## begin Text block

Opinion
No. 3:18-CV-01930
12-17-2018
() MEMORANDUM
Presently before me is Plaintiff Denise Wingo's ("Wingo") Motion to Remand this Action to State Court. (Doc. 10). Because this Court lacks subject matter jurisdiction over this action pursuant to § 502(a) of the Employee Retirement Income Security Act of 1974 ("ERISA"), 29 U.S.C. §§ 1001 et seq., Plaintiff's Motion to Remand will be granted.
I. Background
This dispute arises from the payment of short-term disability benefits to Wingo under a Group Disability Plan issued by Metlife ("the Plan") after she was injured in an automobile accident. Following the accident, Wingo submitted a claim to MetLife for short-term disability benefits under the Plan and received a total of $14,189.28 in benefits. (Doc. 1, Ex. B ¶¶ 10, 11). Wingo independently brought a negligence lawsuit against the tortfeasor in the accident and reached a settlement, which included compensation for her injuries. (Id. ¶¶ 13, 14). Defendant Trover Solutions, Inc. ("Trover"), which works with MetLife to provide recovery services, made a subrogation demand for reimbursement of the $14,289.28 against Wingo after she settled her lawsuit. (Doc. 1, Ex. B ¶¶ 15, 16, 18, 21). On April 28, 2016, Trover confirmed in writing that it was no longer pursuing recovery of Wingo's Plan benefits. (Id. ¶¶ 25).
The parties do not dispute that the Plan is a fully-insured "employee welfare benefit plan" within the scope of ERISA and that Wingo qualifies as a "participant of the Plan under ERISA. See ERISA §§ 3(1), 3(7), 4(a), 29 U.S.C. §§ 1002 (1), 1002(7), 1003(a).

## end Text block

Task set >>
- 1) Decide whether each statement below agrees with the memorandum, answering yes or no and quoting the words of the memorandum that settle it. (a) Trover confirmed in writing on April 28, 2016, that it was no longer pursuing recovery of Wingo's Plan benefits. (b) Wingo was injured in a workplace accident. (c) The Motion to Remand will be denied.
- 2) Please rewrite the stretch of the memorandum from "The parties do" through "(1), 1002(7), 1003(a).", putting "the plaintiff" in place of "Wingo".

## begin Information shown

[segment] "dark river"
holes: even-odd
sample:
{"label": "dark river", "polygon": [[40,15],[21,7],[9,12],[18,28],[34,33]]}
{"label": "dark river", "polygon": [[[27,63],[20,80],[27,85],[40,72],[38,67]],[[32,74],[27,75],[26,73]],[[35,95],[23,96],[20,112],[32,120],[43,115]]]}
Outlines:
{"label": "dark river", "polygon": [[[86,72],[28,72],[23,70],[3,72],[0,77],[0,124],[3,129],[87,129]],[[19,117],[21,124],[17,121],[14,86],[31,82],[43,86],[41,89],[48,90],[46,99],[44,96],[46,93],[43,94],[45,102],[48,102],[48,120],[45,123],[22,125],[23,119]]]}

## end Information shown

Per-task outputs >>
- 1)
(a) Yes: "On April 28, 2016, Trover confirmed in writing that it was no longer pursuing recovery of Wingo's Plan benefits."
(b) No: "after she was injured in an automobile accident."
(c) No: "Plaintiff's Motion to Remand will be granted."

- 2)
The parties do not dispute that the Plan is a fully-insured "employee welfare benefit plan" within the scope of ERISA and that the plaintiff qualifies as a "participant of the Plan under ERISA. See ERISA §§ 3(1), 3(7), 4(a), 29 U.S.C. §§ 1002 (1), 1002(7), 1003(a).